-- PASSAGE --
════════════════
The wake of 27th March 2020 might have been a typical day for many Ugandans, but not for me. On my part, it was the day that I got tested for COVID-19, and two days later, on the 29th March 2020, I was declared COVID-19 positive. In shock and confusion, all I could do was cry and fear for what would come next.
The tests were taken at a time when I was in quarantine, having just returned from the United Kingdom. I had a terrible cough which started shortly after my return.
It was so dreadful that there were days I chose not to talk at all because anything I said would just trigger the cough which would last for some minutes caused so much pain around my stomach, body muscles and chest.
The warning symptoms of COVID-19 that are detectable between 2-14 days after exposure include; a running nose, cough, fever, difficulty in breathing if one develops pneumonia during contraction. I happened to present some of these, hence prompting the COVID-19 test.
Treatment during my quarantine was not the most disturbing matter at the moment, but the psychological and social trauma that was birthed from my current COVID-19 status. If it wasn’t for the encouragement and support from some of the health workers and my family that helped me believe that it will be ok, I might not have made it through.
════════════════
[Natural-language descriptions of regions]
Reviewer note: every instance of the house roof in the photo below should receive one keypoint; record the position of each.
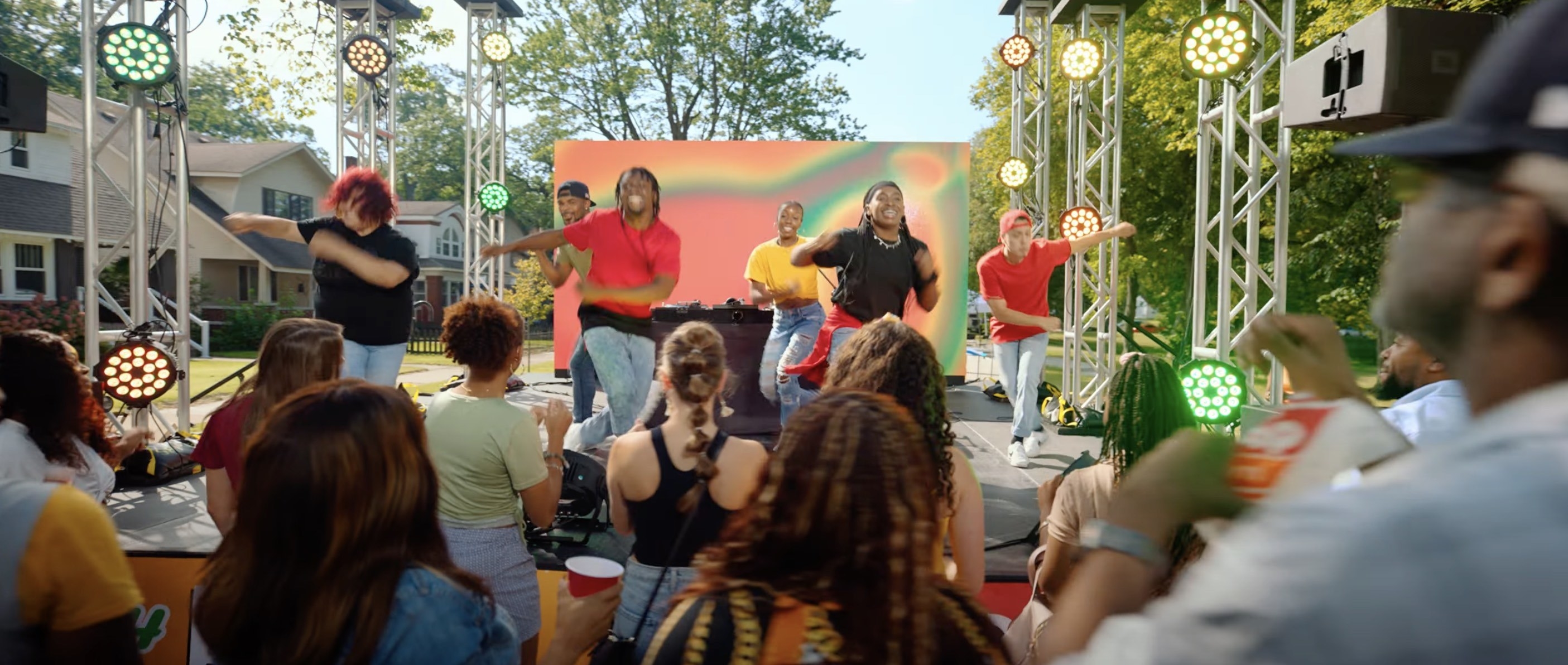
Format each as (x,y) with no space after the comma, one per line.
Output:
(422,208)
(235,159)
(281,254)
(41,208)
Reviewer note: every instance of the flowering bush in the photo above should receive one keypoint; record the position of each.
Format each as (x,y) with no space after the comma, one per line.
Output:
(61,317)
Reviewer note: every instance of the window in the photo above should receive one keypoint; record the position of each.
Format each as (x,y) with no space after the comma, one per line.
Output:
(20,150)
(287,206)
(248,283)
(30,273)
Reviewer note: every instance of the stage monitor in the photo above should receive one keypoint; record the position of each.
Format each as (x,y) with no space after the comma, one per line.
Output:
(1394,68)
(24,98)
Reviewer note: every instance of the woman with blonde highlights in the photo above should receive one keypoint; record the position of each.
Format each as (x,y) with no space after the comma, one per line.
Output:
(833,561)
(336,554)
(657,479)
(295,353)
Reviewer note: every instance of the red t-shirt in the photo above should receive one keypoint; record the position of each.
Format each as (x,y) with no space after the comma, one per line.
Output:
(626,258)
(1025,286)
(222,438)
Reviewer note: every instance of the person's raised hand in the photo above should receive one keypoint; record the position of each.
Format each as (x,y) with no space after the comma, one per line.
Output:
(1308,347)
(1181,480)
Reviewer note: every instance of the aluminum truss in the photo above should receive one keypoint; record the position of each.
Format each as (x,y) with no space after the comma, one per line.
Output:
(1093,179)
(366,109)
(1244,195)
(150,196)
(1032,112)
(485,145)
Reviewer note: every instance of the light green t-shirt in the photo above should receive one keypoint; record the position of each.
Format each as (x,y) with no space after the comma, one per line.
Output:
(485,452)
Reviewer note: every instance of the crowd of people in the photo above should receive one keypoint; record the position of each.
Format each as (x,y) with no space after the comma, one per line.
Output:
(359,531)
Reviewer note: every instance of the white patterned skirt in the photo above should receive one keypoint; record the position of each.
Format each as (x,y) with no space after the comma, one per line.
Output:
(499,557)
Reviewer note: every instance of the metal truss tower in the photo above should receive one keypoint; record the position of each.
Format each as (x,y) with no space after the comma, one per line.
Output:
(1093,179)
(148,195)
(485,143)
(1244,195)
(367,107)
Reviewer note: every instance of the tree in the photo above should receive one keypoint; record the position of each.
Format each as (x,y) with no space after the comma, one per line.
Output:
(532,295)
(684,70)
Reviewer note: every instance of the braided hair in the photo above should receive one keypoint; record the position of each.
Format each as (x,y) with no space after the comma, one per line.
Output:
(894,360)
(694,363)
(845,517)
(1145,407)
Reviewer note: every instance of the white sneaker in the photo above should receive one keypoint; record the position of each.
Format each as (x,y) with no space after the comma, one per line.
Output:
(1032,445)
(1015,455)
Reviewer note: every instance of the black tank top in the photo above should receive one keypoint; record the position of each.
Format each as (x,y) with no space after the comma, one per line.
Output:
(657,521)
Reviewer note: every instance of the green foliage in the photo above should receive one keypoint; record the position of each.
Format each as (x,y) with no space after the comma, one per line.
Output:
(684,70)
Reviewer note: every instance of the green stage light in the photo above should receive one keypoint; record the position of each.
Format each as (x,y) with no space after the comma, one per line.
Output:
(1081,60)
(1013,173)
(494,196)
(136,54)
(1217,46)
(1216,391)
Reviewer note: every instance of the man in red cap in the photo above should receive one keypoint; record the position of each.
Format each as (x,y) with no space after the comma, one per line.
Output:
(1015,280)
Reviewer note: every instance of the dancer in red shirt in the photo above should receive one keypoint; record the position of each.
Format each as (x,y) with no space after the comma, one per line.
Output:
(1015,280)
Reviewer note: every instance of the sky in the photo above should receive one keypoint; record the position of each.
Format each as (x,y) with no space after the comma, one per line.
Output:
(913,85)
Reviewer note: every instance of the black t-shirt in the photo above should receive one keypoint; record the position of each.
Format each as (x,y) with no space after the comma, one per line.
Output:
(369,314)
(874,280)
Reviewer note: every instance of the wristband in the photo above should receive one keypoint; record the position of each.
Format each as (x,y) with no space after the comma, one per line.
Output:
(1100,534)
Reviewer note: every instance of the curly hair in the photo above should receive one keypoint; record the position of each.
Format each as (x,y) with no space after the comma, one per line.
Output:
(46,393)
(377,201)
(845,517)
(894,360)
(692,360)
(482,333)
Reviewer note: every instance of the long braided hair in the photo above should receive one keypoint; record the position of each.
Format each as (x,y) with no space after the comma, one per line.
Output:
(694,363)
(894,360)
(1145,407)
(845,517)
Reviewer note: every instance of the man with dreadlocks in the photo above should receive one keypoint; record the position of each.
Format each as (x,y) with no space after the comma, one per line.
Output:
════════════════
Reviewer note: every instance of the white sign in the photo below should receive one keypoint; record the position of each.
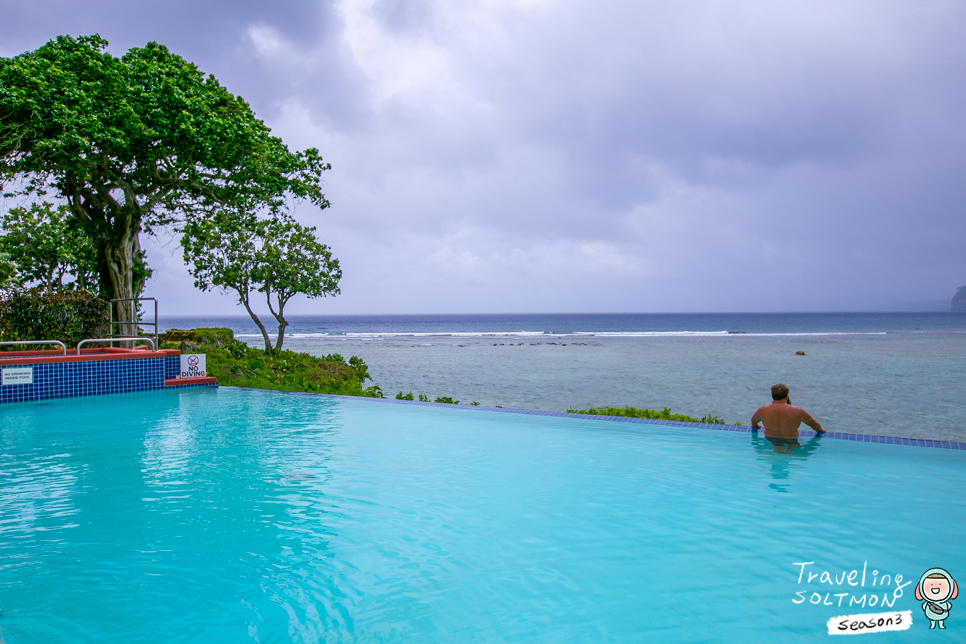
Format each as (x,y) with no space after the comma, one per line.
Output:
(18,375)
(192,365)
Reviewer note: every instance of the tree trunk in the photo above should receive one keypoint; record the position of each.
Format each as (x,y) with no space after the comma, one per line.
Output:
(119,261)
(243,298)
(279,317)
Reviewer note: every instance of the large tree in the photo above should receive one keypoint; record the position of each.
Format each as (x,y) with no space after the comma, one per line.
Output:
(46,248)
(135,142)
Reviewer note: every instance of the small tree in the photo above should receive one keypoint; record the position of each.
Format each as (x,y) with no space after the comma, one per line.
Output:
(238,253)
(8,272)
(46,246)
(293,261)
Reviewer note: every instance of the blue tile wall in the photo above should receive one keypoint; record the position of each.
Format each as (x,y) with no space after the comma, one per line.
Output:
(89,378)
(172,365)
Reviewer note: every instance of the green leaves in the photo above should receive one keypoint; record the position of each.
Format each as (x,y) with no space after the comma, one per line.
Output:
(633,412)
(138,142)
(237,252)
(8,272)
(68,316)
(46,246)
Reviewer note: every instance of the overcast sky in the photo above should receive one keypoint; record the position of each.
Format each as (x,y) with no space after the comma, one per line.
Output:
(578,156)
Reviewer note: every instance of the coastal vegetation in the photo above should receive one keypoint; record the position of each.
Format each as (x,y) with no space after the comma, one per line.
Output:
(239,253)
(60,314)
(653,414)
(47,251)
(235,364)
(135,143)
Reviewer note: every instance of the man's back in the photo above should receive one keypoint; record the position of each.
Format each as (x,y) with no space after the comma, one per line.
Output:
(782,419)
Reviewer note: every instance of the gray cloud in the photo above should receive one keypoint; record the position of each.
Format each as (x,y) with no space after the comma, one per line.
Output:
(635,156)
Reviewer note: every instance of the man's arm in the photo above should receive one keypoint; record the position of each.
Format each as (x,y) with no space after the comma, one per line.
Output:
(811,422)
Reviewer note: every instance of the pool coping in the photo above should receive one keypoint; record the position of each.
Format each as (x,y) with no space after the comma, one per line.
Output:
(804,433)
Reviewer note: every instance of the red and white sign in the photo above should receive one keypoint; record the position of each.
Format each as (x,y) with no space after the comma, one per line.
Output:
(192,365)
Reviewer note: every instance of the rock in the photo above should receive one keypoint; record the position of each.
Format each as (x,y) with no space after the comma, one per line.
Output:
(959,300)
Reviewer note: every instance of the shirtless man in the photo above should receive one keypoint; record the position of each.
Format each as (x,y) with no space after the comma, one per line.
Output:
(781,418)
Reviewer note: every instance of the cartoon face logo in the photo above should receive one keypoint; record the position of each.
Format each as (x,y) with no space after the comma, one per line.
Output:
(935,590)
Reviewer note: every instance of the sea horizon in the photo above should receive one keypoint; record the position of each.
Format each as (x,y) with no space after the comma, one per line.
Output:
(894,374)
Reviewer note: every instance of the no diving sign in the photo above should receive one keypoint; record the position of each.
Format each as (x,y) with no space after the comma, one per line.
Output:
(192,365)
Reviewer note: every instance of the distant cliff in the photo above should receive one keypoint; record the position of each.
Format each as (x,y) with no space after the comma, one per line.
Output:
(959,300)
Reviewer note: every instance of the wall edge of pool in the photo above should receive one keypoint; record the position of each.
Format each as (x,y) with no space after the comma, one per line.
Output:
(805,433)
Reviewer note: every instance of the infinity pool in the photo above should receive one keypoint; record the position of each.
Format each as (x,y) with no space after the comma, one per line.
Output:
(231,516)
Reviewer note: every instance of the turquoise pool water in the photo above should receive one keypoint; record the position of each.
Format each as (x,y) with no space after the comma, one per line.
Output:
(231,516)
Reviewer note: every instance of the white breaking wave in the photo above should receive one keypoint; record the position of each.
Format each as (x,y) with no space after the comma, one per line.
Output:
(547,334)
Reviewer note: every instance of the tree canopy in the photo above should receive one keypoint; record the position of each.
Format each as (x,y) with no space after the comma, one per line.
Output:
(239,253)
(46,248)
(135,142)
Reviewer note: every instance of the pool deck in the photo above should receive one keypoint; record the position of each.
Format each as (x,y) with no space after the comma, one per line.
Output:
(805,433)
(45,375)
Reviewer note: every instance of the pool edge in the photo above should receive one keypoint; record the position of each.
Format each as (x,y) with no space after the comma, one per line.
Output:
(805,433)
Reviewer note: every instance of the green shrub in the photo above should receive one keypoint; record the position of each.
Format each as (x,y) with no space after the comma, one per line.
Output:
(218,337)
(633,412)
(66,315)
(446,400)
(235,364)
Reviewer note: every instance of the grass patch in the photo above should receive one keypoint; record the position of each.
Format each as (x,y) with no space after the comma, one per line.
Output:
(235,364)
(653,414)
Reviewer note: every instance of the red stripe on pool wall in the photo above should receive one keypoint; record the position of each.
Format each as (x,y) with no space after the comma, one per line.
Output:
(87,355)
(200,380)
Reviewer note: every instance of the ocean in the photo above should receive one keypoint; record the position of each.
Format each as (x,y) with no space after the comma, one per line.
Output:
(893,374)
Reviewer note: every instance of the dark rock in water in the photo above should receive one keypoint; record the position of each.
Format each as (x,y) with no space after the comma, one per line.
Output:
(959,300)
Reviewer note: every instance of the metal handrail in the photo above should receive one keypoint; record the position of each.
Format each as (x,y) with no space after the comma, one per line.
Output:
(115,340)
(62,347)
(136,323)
════════════════
-- PROBLEM SET --
A. According to the COVID-19 account, why did the writer go without talking at all on some days? Answer in one to three sentences.
B. Write the next part of the COVID-19 account, picking up after its final sentence.

-- RESULTS BY TASK --
A. Anything the writer said would set off the cough. Each coughing fit lasted for some minutes and caused severe pain around the stomach, body muscles and chest.

B.
Nonetheless, the big question remained as to whether I would live to see another day, and if I did, how were my family, friends, and those around me going to receive me when out of the hospital? Will they still want to be associated with me after this? Will I be a danger to my colleagues? What if something goes wrong or I infect them somehow?
All these questions loomed in my mind and troubled me greatly, with many sleepless nights.
After going through a series of treatments over approximately three weeks, on 16th April 2020, I was discharged from hospital having taken several tests to ensure I had recovered. I went into further isolation for fourteen days to guarantee that I would soon after be officially declared COVID-19 free.
I still had a worry that lingered in my mind; as an individual, how was I to help those around me stay safe? To do this, I could not live where I was staying before this nightmare, and I ended up shifting homes to a new place to live with my sister.
Unfortunately for me, I no longer had access to other friends and family that were dear to me. I was unable to live with two of my housemates and the thought of possibly not seeing them any time soon caused me great distress, anguish and pain because of how close we were.
Many recovered victims from the coronavirus have also faced a similar problem, which has caused some to move into hiding, have suicidal thoughts, abandon their residential homes and move to new places, where, perhaps, nobody has heard about them.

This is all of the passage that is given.